Work to do:
Only the lines from the one with "For this evaluation, locate the sun" onward are wanted, through the last line of the entries, set down exactly.

--- Extracted entries ---

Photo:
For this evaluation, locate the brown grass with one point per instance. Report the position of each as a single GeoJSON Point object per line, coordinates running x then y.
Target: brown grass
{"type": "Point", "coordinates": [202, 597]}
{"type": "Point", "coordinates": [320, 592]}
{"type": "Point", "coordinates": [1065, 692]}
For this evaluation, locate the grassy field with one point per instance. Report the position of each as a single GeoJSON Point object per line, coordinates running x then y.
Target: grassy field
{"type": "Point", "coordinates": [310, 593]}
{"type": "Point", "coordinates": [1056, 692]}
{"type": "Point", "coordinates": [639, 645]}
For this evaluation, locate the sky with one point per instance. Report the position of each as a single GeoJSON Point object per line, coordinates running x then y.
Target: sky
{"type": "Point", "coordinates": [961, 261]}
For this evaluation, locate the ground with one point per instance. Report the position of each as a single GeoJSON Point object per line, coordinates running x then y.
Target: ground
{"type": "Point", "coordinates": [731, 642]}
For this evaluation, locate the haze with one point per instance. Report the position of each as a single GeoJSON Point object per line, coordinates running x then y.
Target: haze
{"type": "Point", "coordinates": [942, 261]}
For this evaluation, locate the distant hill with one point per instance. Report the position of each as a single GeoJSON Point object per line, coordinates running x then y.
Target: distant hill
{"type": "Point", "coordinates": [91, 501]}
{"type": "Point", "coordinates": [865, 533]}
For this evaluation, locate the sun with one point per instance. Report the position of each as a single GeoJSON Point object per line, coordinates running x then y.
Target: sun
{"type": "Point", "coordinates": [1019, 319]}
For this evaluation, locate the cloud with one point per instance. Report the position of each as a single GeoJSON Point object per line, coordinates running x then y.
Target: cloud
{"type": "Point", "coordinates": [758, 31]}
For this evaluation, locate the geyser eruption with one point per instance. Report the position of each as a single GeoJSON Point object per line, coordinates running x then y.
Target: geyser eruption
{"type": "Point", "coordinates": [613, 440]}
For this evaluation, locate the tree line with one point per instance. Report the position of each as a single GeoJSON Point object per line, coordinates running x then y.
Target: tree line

---

Worked answer:
For this evaluation, locate the sun with one point per instance. Report the position of each as a single GeoJSON Point object per line, coordinates running x then y.
Target: sun
{"type": "Point", "coordinates": [1019, 319]}
For this evaluation, locate the cloud with one point per instance. Report the position of each as a single GeoJSON Point object per line, coordinates running x then y.
Target: cloud
{"type": "Point", "coordinates": [758, 31]}
For this evaluation, locate the geyser eruption with one point per instance. Report the position of each as a single GeoJSON Point object per line, coordinates running x then y.
Target: geyser eruption
{"type": "Point", "coordinates": [613, 440]}
For this evaluation, locate the tree line with one point per instance. Report the position of each as a single GeoJSON Point object per line, coordinates running x then y.
Target: tree line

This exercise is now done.